▶ Try it
Reproduce the opening lines of the records exactly, up to and including the line in which "196L212 207L86 179L42" occurs.

————————

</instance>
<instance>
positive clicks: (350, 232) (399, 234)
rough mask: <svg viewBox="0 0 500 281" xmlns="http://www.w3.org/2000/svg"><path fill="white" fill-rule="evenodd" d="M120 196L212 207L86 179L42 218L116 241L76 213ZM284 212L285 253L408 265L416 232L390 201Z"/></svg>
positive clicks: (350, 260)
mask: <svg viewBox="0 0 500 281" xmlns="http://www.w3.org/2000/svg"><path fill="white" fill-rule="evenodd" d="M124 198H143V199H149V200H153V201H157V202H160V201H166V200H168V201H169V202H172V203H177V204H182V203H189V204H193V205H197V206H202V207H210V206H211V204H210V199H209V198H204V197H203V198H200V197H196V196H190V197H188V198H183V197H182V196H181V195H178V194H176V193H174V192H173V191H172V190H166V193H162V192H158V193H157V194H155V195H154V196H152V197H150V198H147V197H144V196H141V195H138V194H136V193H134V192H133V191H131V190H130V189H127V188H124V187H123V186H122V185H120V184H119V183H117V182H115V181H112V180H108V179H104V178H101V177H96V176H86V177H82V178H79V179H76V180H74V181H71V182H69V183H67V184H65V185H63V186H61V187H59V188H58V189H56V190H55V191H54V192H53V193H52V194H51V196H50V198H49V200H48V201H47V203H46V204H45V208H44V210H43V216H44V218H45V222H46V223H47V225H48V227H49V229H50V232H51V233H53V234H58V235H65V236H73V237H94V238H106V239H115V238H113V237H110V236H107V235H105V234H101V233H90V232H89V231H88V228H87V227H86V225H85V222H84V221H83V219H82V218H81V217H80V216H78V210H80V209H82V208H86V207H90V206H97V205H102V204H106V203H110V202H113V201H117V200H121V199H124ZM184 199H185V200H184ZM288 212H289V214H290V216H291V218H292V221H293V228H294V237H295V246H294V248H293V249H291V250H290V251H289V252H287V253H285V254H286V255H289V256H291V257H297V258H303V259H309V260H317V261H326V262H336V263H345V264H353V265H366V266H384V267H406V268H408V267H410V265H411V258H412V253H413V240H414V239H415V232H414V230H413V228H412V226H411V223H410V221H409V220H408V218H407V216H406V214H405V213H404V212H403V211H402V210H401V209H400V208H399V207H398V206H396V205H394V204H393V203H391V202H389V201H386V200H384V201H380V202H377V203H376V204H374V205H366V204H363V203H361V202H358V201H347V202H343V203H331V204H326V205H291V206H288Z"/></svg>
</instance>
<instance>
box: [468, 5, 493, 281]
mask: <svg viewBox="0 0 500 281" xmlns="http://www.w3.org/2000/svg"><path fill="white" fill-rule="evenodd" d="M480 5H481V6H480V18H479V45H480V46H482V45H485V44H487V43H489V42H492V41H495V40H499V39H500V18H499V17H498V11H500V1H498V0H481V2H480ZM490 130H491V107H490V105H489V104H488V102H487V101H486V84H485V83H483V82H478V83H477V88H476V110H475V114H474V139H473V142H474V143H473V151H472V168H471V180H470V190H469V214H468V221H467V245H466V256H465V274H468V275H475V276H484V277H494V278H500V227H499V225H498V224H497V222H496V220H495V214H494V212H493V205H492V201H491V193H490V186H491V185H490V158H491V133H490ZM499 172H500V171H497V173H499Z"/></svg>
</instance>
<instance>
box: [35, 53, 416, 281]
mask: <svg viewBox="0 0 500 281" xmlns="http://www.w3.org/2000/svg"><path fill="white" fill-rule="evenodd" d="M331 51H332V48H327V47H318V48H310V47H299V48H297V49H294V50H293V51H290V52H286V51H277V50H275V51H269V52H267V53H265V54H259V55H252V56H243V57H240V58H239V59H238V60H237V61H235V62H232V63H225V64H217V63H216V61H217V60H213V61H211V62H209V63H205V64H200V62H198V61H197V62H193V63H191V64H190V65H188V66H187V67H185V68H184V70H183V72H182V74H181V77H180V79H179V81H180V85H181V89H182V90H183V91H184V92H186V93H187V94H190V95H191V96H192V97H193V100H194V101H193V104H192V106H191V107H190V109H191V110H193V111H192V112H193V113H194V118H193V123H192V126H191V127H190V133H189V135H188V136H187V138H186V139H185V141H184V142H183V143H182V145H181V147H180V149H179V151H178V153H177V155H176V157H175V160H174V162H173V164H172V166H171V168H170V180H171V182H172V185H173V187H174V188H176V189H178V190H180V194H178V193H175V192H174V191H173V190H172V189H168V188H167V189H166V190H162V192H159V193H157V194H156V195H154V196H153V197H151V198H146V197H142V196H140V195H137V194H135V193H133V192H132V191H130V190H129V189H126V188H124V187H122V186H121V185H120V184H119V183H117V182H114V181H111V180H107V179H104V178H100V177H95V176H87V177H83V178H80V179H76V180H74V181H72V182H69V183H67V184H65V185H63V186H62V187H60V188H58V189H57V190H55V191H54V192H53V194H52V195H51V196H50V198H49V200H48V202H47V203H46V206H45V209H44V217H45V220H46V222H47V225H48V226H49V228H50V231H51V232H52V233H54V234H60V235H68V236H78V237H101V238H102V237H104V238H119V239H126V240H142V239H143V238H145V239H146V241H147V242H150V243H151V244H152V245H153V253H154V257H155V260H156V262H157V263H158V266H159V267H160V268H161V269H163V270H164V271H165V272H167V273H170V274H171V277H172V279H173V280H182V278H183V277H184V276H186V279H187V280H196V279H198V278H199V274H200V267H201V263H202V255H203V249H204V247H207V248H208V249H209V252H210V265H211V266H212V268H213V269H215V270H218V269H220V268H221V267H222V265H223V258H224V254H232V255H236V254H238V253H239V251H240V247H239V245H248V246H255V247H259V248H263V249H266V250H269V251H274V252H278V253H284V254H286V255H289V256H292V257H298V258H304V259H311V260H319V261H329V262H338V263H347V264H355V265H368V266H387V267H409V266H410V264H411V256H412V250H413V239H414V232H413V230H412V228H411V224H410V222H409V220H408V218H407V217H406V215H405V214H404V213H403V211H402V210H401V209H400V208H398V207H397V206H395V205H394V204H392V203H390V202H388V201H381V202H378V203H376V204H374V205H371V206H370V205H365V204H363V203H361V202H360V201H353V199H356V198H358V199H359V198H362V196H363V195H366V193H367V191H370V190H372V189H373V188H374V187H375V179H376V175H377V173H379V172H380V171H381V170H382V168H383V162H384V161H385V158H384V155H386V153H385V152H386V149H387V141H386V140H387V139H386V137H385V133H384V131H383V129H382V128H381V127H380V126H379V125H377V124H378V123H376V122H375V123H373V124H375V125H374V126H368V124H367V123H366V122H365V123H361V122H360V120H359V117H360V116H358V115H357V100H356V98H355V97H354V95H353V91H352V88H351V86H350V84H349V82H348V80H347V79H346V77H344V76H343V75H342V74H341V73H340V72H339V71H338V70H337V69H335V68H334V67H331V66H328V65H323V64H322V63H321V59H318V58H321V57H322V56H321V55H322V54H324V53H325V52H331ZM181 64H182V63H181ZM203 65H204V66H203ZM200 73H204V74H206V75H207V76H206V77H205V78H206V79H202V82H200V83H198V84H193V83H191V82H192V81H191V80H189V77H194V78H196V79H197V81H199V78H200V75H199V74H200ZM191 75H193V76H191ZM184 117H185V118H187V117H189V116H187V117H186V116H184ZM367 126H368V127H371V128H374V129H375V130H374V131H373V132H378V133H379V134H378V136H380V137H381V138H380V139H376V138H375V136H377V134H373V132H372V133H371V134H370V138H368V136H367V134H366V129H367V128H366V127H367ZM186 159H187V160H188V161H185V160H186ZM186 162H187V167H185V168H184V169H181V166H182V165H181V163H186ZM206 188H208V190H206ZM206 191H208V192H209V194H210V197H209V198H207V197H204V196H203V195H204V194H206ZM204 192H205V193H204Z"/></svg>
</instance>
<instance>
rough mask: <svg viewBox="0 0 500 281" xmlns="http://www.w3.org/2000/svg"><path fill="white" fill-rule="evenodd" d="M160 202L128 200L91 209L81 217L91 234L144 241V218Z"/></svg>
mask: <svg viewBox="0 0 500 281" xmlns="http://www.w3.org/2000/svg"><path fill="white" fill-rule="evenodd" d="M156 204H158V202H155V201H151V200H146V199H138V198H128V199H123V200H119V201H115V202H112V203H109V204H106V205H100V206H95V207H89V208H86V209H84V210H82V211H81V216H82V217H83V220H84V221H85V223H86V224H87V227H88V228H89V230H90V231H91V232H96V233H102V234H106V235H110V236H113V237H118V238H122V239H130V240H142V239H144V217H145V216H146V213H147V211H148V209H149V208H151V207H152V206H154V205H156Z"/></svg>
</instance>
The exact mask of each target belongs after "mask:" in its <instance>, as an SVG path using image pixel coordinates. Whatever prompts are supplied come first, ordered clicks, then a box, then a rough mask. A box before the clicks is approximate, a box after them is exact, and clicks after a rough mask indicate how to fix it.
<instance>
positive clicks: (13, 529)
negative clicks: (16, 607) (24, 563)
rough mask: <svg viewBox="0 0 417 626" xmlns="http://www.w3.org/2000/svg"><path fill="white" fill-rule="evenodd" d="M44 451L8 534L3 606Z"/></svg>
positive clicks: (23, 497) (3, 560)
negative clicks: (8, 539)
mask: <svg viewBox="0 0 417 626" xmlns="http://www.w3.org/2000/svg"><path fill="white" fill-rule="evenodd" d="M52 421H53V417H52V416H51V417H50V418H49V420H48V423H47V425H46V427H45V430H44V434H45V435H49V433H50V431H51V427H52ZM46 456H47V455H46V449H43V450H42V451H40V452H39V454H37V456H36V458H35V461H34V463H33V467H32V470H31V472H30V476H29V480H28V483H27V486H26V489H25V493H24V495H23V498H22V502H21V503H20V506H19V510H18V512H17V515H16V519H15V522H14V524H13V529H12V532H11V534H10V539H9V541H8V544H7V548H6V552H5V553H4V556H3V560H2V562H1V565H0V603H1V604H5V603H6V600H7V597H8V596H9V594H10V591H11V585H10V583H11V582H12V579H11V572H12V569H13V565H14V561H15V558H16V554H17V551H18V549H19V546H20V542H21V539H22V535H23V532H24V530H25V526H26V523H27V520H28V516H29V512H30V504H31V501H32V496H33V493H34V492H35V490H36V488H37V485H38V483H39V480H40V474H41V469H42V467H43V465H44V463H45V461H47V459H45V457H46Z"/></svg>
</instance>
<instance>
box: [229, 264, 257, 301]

————————

▶ Worked solution
</instance>
<instance>
positive clicks: (350, 232) (399, 234)
rough mask: <svg viewBox="0 0 500 281" xmlns="http://www.w3.org/2000/svg"><path fill="white" fill-rule="evenodd" d="M120 196L212 207L86 179L42 218L116 241L76 213ZM284 212L285 253L408 265L416 232L390 201Z"/></svg>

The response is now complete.